Please pull out the records from the line with "Query: <item>rectangular mirror</item>" to the last line of the records, both included, and reproduce those lines unchanged.
= = = = =
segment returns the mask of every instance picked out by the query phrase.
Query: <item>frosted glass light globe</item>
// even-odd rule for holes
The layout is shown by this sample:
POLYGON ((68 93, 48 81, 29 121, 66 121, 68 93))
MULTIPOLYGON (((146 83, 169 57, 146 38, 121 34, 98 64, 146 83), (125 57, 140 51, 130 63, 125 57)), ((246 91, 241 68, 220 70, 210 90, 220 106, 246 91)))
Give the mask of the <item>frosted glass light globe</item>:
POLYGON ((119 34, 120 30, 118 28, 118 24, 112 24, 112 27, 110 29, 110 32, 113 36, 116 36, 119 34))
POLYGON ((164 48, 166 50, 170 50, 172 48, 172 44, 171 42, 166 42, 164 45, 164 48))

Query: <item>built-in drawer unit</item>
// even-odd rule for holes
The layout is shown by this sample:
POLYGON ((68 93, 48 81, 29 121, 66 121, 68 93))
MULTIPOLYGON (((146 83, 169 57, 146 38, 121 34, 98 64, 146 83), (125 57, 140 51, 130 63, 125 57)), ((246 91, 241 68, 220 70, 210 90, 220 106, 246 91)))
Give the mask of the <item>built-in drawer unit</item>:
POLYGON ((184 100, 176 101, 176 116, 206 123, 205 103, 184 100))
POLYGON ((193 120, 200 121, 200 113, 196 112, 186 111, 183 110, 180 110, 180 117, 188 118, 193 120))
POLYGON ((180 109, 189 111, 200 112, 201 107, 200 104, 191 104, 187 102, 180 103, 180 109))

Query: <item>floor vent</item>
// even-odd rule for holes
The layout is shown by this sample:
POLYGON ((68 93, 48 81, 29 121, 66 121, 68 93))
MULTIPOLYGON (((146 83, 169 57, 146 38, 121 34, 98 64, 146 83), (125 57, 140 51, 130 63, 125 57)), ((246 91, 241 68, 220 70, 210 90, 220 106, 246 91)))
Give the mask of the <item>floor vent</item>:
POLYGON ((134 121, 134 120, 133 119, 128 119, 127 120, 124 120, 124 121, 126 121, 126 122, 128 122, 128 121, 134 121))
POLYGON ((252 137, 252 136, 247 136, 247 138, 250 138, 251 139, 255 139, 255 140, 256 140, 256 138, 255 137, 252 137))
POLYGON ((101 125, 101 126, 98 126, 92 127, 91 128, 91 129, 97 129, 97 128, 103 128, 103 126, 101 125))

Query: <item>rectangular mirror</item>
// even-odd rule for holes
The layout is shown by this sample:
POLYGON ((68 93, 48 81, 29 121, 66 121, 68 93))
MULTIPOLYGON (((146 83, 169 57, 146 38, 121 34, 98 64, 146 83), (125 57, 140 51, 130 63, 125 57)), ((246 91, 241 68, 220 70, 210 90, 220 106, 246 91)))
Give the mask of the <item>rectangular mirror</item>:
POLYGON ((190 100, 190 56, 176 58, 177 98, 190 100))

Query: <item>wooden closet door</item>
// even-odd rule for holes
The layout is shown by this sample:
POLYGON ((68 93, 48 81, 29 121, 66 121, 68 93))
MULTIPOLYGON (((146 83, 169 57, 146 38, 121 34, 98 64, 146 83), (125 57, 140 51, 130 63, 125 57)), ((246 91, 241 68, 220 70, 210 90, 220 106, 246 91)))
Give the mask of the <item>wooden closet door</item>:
= = = = =
## REPLY TO THE TASK:
Query: <item>rectangular mirror</item>
// even-odd rule for holes
The layout is shown by this sample:
POLYGON ((68 93, 48 81, 29 121, 66 121, 68 93))
MULTIPOLYGON (((146 83, 169 57, 146 38, 121 34, 98 64, 146 83), (125 57, 140 51, 130 63, 125 57)), ((246 91, 241 68, 220 70, 210 90, 220 106, 246 91)))
Give the mask of the <item>rectangular mirror</item>:
POLYGON ((190 100, 190 56, 176 58, 177 98, 190 100))

Query: <item>wooden closet door</item>
// even-odd rule for holes
The layout is shown by this sample:
POLYGON ((68 93, 48 81, 29 121, 66 121, 68 93))
MULTIPOLYGON (((146 83, 169 57, 146 38, 121 34, 98 64, 146 83), (125 57, 140 51, 130 63, 125 57)), ((246 91, 241 68, 220 70, 210 90, 220 106, 246 91)))
Give the mask of the <item>wooden closet door</item>:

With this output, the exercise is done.